To do: Copy word for word the part of the items below that opens with the line containing "Label each instance of the lake" and closes with the line containing "column 884, row 548", including both of those lines.

---------- Supplied records

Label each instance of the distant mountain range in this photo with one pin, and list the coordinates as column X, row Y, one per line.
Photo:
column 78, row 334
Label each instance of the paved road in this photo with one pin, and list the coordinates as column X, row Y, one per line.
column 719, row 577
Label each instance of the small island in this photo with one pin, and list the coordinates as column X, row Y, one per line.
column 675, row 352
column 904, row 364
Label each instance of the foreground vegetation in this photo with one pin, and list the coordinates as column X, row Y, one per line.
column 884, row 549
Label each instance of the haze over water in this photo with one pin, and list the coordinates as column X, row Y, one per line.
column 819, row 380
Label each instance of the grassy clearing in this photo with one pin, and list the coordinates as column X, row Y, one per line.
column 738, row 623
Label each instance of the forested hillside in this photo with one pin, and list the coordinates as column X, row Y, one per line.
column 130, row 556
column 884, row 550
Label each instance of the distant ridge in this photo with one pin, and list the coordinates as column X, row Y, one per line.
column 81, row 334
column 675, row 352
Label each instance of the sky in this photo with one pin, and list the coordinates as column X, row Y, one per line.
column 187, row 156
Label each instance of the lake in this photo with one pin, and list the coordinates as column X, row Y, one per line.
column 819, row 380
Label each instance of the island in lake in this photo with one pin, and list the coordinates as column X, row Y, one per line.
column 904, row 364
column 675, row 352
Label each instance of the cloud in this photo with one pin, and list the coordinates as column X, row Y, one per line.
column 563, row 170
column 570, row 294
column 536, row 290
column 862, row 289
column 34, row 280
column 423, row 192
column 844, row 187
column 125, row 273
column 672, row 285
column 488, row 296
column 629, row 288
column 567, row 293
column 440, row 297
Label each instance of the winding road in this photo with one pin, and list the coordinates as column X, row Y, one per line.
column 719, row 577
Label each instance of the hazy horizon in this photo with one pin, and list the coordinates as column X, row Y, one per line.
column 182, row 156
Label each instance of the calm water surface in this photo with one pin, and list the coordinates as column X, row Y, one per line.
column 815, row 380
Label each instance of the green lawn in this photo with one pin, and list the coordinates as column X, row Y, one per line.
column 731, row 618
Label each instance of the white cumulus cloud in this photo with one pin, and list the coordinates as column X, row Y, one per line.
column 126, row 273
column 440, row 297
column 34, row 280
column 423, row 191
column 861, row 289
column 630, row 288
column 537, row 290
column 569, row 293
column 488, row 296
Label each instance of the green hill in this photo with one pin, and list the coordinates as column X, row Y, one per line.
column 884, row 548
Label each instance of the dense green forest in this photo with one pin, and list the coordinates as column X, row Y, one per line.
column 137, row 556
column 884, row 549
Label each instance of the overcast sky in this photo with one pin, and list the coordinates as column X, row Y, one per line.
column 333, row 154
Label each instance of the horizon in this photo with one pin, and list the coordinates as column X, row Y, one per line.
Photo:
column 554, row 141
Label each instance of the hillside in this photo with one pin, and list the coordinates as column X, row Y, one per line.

--------------------

Written solution:
Label each instance of the lake in this photo with one pin, and list the coordinates as column X, row Y, one per line.
column 819, row 380
Label each instance of the island in lake in this photo with one pin, and list the coordinates as column X, row Y, one per line.
column 904, row 364
column 675, row 352
Label each instance of the cloud in this photo with one pin, and list the coordinates as column X, row Y, one per line.
column 563, row 170
column 570, row 294
column 536, row 290
column 862, row 289
column 34, row 280
column 423, row 192
column 844, row 187
column 125, row 273
column 672, row 285
column 488, row 296
column 629, row 288
column 567, row 293
column 440, row 297
Label each instance of the winding road in this photo with one pin, and list the coordinates as column X, row Y, one per line.
column 719, row 577
Label each instance of the hazy horizon in this photo with one pin, and list the coordinates as column X, row Y, one per line.
column 182, row 156
Label each instance of the calm water surface in this photo with one pin, and list the coordinates as column X, row Y, one per line.
column 815, row 380
Label each instance of the green lawn in this photo with one pin, and list the coordinates as column X, row Y, one per line.
column 731, row 618
Label each instance of the white cumulus cloud in this photo with one pin, and list the coordinates as column X, row Y, one per line.
column 126, row 273
column 440, row 297
column 34, row 280
column 423, row 191
column 861, row 289
column 630, row 288
column 537, row 290
column 569, row 293
column 488, row 296
Label each instance of the green hill in this photo with one pin, and list the coordinates as column X, row Y, one per line.
column 884, row 548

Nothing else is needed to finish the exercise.